Exercise:
Scan the records for the string "below", then copy each line that has it.

Material to process:
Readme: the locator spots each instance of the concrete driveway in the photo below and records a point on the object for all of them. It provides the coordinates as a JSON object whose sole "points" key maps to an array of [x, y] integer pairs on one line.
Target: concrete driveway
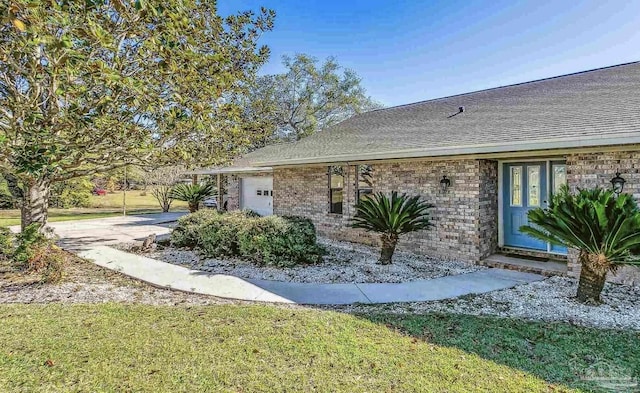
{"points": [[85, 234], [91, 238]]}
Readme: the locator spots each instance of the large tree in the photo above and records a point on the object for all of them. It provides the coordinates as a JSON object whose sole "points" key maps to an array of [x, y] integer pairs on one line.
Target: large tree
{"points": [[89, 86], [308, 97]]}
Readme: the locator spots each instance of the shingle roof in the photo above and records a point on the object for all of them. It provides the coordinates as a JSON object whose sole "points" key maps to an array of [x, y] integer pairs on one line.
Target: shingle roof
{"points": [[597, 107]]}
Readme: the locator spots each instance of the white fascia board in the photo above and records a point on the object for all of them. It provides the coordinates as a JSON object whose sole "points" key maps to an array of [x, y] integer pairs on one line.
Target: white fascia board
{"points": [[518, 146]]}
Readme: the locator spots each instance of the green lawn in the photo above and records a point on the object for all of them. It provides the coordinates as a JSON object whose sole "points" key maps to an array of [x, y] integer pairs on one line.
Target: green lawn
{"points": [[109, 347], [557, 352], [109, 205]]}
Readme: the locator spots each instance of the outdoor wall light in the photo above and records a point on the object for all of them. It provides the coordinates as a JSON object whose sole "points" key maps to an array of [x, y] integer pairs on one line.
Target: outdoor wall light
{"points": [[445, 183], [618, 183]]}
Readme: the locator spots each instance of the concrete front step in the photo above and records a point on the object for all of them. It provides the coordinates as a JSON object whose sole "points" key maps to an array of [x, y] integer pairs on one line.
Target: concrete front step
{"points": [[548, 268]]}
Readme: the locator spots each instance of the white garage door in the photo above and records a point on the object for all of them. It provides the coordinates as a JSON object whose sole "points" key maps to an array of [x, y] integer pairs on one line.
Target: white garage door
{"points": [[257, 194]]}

...

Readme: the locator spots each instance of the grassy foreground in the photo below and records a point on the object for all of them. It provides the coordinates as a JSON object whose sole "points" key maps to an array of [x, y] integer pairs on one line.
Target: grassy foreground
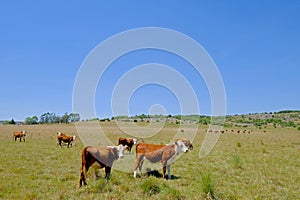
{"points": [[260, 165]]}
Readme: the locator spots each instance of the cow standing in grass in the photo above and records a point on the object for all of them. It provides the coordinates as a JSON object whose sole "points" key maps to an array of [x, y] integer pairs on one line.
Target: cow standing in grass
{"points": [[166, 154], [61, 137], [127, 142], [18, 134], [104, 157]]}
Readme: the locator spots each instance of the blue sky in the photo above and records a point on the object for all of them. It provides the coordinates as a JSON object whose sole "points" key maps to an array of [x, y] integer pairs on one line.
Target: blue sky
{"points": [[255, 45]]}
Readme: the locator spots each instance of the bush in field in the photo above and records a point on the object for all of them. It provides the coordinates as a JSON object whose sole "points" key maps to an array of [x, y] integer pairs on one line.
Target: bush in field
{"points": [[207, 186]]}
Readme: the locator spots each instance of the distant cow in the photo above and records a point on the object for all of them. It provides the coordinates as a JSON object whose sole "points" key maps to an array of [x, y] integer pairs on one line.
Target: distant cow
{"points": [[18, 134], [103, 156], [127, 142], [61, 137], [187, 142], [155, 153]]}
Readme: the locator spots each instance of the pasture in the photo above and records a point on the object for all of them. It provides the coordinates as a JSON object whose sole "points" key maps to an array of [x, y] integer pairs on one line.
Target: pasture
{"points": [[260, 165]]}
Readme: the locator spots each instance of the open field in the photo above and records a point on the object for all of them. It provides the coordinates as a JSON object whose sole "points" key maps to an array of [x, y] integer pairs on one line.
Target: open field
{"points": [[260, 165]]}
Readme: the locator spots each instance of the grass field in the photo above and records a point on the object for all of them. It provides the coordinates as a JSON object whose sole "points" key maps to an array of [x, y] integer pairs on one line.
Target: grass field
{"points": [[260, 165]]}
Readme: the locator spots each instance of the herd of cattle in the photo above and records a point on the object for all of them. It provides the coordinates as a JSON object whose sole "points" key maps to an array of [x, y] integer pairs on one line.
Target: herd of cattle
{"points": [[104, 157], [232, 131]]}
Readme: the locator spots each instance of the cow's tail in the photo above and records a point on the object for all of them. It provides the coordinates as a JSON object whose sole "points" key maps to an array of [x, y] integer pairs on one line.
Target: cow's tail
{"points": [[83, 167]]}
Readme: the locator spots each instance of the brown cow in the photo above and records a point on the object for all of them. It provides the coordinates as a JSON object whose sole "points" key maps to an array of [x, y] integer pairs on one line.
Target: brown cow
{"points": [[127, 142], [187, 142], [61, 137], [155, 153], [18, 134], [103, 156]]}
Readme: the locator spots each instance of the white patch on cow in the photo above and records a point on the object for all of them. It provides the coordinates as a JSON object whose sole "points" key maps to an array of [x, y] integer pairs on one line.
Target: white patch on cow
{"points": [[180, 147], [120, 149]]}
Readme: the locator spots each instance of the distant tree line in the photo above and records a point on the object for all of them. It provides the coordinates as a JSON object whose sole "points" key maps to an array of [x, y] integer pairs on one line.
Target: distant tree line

Exercise output:
Readme: the locator spots each instance of the concrete driveway in the photo below and records a point on the object for all of them. It provides the coordinates as a JSON object whose sole "points" key maps to an array of [x, y] integer pairs on one line.
Readme: the locator spots each instance of the grassy foreground in the photo below and records a point on the object for all of them. It provides the coordinates as a JSON object whose sole "points" key maps to an array of [x, y] integer pairs on one line.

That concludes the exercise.